--- Task statement ---
Rewrite the paragraph starting "The purified air inlet velocity" from the air cleaner modeling passage as a short list that keeps its main facts.

--- Document passage ---
----------

2.2. Solution Domain Model and Validation

A commercially available air cleaner was selected for numerical modelling. Then, it was modelled inside a room which was appropriate with the AHAM standard [18]. The dimensions and the location of the selected air cleaner and the room are given in Figure 1.

Two different positions of the air cleaner in the room were examined: the device positioned 0.5 m away from the wall (position 1), as shown in Figure 1, and the device positioned in the middle of the room (position 2).

The purified air inlet velocity, the turbulent intensity, and the turbulent viscosity ratio were specified at the blowing area. The zero-pressure condition was applied to the suction outlet area of the ACD. To all walls, including door, window, room boundaries, and the device walls, the no-slip condition was applied. Constant temperature, 295 K, was defined at the room boundaries. Since the ACD device components, such as the electric motor, produce some heat, the temperature at the ACD surfaces was set to 300 K.

For mesh independence analysis, the mean air age and velocity values of three distinct meshes with differing node counts were compared. Figure 2 displays the air velocity values in the center of the room obtained using various meshes. After the calculations were conducted using this mesh structure and the 1.8 × 10⁶ node number, it was seen that the findings remained unchanged. Therefore, this mesh number was used for all further calculations.

Numerical results were validated by measuring the air velocity in a room with the exact dimensions given in Figure 1. A TSI Q-Trak measuring device with a TSI 966 velocity probe was used for these measurements. The probe resolution and accuracy were 0.01 m/s and ±0.05 m/s, respectively. The air velocity was measured at 12 different points to compare the numerical results with measurements; the coordinates of these points, as well as the measured and computed velocity values, are given in

Table 1. Air velocity comparison of experimental and numerical results.

Points	X (m)	Y (m)	Z (m)	Measured Velocity (m/s)	Predicted Velocity (m/s)	Diff. %
P1	1.875	1.5	1.0	0.06	0.059	1.7
P2	0.9375	1.5	1.0	1.00	0.990	1.0
P3	2.8125	1.5	1.0	0.05	0.048	4.0
P4	0.9375	2.25	1.0	0.06	0.059	1.7
P5	1.875	2.25	1.0	0.06	0.061	1.7
P6	2.8125	2.25	1.0	0.08	0.075	6.3
P7	1.875	1.5	0.5	0.11	0.105	4.5
P8	0.9375	1.5	0.5	0.09	0.090	0
P9	2.8125	1.5	0.5	0.05	0.052	4
P10	0.9375	2.25	0.5	0.08	0.078	2.5
P11	1.875	2.25	0.5	0.07	0.067	4.3
P12	2.8125	2.25	0.5	0.06	0.057	5.0

The origin of the coordinate system is given in Figure 1.

. The locations of these points are given based on the origin of the coordinate system shown in Figure 1.

A comparison of the measurement results and the numerical prediction results for the velocity values is given in Table 1. The relative difference between the calculated and the measured velocity values was less than 5% at all points except for the location of P6. Considering the very low velocities in the room and the accuracy of the probe used for measurement, it was concluded that the numerical results were in good agreement with the experimental results.

----------

--- Provided information ---
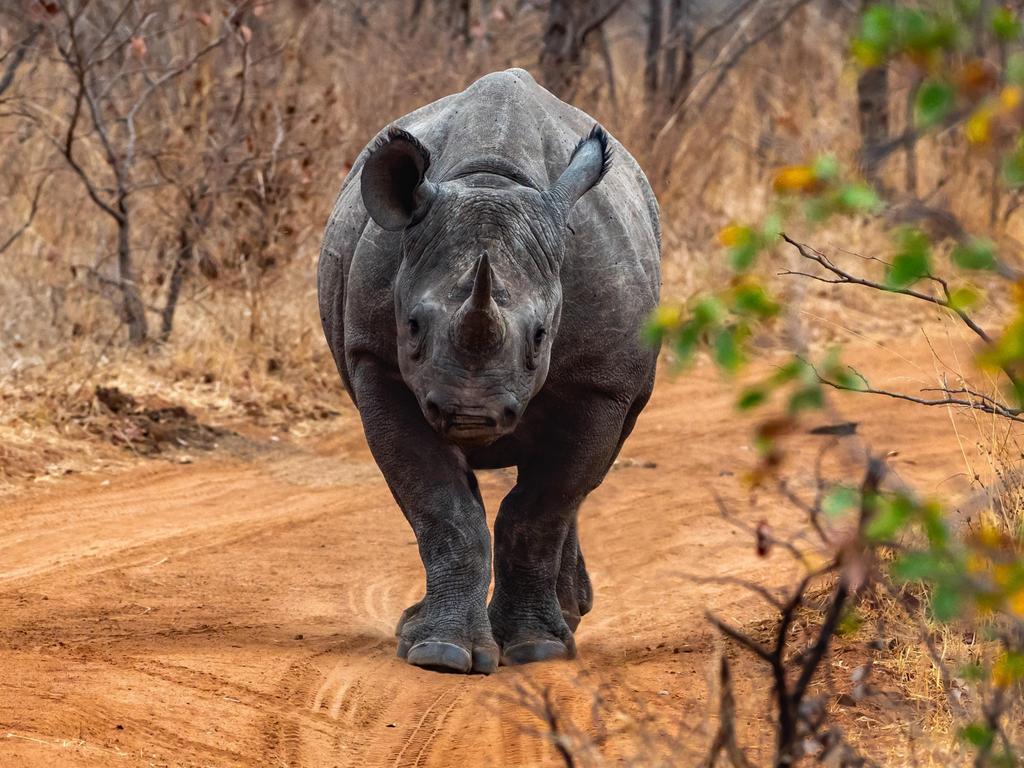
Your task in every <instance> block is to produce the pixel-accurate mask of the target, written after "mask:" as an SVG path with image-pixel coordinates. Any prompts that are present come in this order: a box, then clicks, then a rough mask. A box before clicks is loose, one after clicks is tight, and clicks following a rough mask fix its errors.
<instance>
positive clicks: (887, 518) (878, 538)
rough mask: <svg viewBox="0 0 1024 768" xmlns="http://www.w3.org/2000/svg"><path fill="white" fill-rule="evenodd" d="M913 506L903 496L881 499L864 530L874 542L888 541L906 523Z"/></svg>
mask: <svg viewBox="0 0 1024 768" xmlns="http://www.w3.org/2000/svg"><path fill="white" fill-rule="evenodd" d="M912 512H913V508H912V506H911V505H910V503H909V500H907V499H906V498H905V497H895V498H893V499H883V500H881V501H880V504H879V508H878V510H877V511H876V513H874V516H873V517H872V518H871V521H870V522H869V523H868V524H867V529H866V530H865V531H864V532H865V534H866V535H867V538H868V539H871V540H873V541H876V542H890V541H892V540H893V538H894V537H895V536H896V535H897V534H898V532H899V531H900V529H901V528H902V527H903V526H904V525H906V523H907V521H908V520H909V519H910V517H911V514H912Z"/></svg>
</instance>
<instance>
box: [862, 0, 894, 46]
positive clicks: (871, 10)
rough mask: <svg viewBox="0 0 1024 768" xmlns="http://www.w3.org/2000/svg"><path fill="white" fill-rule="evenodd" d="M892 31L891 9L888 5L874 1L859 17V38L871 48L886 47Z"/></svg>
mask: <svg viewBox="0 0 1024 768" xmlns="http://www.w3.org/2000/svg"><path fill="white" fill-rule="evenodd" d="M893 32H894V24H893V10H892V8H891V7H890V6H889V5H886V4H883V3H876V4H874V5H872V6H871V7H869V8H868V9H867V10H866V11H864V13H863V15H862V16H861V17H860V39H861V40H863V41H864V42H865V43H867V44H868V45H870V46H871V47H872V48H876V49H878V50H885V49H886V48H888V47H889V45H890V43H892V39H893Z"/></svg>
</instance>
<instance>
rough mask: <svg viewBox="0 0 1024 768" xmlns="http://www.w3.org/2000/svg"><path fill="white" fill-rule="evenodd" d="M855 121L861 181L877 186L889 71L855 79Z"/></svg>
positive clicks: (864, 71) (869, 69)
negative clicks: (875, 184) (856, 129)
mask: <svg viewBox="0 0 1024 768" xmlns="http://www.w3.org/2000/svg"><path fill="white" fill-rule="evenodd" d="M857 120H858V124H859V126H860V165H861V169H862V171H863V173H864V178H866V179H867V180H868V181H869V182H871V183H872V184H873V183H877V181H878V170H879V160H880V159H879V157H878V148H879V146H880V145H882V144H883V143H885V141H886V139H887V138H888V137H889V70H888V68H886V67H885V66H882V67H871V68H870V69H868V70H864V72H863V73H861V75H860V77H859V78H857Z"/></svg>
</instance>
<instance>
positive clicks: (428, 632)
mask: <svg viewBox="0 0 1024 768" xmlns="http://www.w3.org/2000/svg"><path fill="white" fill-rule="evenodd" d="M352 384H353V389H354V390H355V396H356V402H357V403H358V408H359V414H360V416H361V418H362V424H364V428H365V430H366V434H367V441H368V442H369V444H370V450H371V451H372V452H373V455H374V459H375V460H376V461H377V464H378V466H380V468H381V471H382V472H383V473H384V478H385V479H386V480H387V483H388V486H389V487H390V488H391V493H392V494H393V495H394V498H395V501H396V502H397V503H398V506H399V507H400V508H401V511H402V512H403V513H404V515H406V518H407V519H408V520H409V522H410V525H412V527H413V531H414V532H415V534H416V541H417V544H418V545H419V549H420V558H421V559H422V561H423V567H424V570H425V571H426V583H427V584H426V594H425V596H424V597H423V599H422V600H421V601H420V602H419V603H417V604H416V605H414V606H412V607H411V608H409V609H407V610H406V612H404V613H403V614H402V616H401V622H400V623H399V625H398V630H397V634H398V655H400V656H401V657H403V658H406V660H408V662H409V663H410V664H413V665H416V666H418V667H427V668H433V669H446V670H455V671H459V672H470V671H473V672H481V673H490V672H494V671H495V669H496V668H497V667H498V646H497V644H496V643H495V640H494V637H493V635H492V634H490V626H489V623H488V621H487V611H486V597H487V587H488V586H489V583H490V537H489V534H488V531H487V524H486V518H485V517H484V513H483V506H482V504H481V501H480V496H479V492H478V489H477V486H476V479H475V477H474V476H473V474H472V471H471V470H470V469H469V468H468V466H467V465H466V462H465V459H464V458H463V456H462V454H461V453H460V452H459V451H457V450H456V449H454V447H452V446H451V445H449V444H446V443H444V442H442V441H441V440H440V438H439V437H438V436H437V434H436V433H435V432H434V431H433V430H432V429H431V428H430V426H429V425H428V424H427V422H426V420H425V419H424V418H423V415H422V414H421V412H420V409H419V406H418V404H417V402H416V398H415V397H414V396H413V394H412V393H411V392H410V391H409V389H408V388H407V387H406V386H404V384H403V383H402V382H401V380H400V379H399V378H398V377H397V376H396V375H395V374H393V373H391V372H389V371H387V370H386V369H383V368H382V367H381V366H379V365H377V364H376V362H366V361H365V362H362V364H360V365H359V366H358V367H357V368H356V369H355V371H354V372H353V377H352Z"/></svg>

----------

--- Exercise answer ---
- Blowing area: purified air inlet velocity, turbulent intensity, and turbulent viscosity ratio specified
- Suction outlet area of the ACD: zero-pressure condition
- All walls (door, window, room boundaries, device walls): no-slip condition
- Room boundaries: constant temperature of 295 K
- ACD surfaces: 300 K, because components such as the electric motor produce heat